# Start of ARTICLE

# Meguires endurance



## Nally (May 30, 2012)

Hello this is my current tyre shine 
I've got about 1/3 of a bottle left and will be looking at others in the summer
But for now I just want to ask if anyone had tried it in a spray bottle ?
Am using a UFO pad ATM after my megs one has started falling apart


----------



## boyasaka (Jun 13, 2009)

I have used this for a few years and use a micro fibre cloth that i only use on my tyres. I never wash it and keep it in i little plastic zip bag.


----------



## Nally (May 30, 2012)

Thanks started this with revive same method ill try this what you think about the spray bottle ?


----------



## CTR De (Feb 10, 2011)

same here , i always use a tyre sponge with megs endurance but always leave it loaded with product for the next use as it save wasting product , although i would only do this with tyre gels 

i liked sv pneu but didnt seem to last very long 

i have just bought af tyre shine in a spray bottle and will review it on the next car i do :thumb:

ive tried loads , 3m cm ect but yet to find a really long term one but as the cars i do are everyday drivers its to be expected i suppose


----------



## gav1513 (Apr 16, 2009)

CTR De said:


> same here , i always use a tyre sponge with megs endurance but always leave it loaded with product for the next use as it save wasting product , although i would only do this with tyre gels
> 
> i liked sv pneu but didnt seem to last very long
> 
> ...


what about espuma rd50, ive heard thats long lasting, although a little pricey


----------



## Nally (May 30, 2012)

gav1513 said:


> what about espuma rd50, ive heard thats long lasting, although a little pricey


Tbh that's the one I am thinking of or t1


----------



## -Kev- (Oct 30, 2007)

meguiars do a spray version iirc..


----------



## Nally (May 30, 2012)

# End of ARTICLE

◆ WORK INSTRUCTIONS
Continue the forum thread about Meguiar's Endurance tire shine from its last line.

# Start of ENTRIES PROVIDED

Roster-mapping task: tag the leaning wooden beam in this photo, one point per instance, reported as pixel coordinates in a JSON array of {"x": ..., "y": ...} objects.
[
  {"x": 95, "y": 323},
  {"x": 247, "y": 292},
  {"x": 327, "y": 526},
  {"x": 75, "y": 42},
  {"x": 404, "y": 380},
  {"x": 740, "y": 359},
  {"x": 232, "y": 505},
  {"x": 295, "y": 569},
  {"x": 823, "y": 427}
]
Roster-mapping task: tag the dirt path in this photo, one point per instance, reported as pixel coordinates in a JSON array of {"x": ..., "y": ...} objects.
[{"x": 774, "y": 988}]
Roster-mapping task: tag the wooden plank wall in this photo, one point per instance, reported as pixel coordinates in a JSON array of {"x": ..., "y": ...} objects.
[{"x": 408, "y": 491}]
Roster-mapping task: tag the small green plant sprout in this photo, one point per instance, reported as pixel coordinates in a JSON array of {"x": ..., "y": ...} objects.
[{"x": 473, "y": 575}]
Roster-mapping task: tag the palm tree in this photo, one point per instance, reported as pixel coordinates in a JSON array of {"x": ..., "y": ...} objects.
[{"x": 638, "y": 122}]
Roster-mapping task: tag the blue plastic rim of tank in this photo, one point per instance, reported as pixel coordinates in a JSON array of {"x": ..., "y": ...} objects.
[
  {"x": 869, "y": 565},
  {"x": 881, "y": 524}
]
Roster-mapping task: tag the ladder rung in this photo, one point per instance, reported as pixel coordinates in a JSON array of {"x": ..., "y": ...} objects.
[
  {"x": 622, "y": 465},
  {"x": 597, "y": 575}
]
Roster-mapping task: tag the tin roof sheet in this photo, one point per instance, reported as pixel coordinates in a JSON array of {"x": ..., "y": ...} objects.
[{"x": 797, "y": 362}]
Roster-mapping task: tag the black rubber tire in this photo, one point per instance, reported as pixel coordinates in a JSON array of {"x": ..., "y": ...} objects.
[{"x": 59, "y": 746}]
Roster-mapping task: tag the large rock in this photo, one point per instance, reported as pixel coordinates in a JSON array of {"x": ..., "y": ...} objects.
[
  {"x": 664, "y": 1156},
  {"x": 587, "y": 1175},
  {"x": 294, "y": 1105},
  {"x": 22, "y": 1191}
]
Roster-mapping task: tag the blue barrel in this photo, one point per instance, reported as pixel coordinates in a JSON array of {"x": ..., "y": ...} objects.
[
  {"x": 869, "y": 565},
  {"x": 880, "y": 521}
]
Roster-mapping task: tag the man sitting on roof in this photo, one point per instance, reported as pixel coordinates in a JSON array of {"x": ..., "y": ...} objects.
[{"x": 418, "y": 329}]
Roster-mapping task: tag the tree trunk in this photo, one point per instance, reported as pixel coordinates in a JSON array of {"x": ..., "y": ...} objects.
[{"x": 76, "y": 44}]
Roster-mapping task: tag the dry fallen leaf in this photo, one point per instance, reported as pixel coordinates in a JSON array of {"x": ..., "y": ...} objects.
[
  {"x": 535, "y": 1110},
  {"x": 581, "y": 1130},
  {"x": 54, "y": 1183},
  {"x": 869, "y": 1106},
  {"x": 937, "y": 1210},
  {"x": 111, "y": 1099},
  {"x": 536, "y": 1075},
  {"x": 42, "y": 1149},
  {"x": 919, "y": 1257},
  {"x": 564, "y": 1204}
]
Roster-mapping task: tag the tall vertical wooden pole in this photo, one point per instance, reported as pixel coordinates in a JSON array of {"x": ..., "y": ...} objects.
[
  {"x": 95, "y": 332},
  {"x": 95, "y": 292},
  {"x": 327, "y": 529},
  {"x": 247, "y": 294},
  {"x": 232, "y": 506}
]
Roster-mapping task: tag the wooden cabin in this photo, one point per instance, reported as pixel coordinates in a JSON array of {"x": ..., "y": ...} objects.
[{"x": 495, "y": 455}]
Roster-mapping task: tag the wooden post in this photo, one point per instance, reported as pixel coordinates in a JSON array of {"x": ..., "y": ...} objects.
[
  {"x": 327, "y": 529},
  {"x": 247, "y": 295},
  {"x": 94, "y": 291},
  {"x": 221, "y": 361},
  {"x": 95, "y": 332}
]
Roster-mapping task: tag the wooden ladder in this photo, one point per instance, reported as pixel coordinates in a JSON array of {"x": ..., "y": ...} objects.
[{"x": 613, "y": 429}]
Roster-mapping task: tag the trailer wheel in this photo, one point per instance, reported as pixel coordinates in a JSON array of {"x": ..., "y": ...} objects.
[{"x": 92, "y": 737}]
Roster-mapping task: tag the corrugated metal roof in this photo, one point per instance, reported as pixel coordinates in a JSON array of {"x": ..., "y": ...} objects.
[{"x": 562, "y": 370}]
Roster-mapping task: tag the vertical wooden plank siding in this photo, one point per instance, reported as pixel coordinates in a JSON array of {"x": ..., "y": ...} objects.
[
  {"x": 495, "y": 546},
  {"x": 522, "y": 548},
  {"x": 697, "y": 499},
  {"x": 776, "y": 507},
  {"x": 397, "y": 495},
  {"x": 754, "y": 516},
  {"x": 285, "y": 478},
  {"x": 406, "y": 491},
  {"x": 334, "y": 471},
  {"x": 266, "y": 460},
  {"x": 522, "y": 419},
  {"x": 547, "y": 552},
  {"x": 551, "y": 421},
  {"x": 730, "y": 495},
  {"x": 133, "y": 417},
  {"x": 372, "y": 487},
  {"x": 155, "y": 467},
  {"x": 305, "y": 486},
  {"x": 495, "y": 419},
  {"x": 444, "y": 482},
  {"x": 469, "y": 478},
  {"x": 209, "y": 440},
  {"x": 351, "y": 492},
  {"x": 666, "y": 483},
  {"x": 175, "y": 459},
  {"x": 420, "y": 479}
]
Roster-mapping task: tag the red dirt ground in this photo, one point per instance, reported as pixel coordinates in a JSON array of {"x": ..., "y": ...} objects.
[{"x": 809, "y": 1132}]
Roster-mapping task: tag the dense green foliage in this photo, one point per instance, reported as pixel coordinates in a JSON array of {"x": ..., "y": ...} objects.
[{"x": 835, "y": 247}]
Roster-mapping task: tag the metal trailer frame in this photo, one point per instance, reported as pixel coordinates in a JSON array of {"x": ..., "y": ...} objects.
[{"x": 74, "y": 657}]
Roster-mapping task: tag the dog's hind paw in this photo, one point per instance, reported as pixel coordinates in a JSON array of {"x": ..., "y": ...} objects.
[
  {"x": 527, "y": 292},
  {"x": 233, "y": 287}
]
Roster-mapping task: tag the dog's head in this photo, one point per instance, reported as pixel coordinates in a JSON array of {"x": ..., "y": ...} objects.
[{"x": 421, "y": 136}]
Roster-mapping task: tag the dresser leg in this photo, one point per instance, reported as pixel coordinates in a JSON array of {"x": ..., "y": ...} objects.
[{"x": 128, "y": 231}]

# End of ENTRIES PROVIDED

◆ REPLY TO THE TASK
Just seen they sell endurance as a spray so ill try that may help it spread a bit better


----------



## Nally (May 30, 2012)

-Kev- said:


> meguiars do a spray version iirc..


Sorry did refesh page before posting thanks


----------



## shane_ctr (Dec 17, 2006)

Nally said:


> Just seen they sell endurance as a spray so ill try that may help it spread a bit better


Do not buy this unless its in the clear bottle, I bought the new version as hoped it was just a package change but its not the product is awfull, I've used it once so loads left, if you just want to give me money for postage you can have it.


----------



## Mk3Brick (May 24, 2012)

It's pants and goes everywhere if wind catches it. Not worth the hassle in my opinion ill stick to the gel and apply with an old MF.


----------



## Nally (May 30, 2012)

shane_ctr said:


> Do not buy this unless its in the clear bottle, I bought the new version as hoped it was just a package change but its not the product is awfull, I've used it once so loads left, if you just want to give me money for postage you can have it.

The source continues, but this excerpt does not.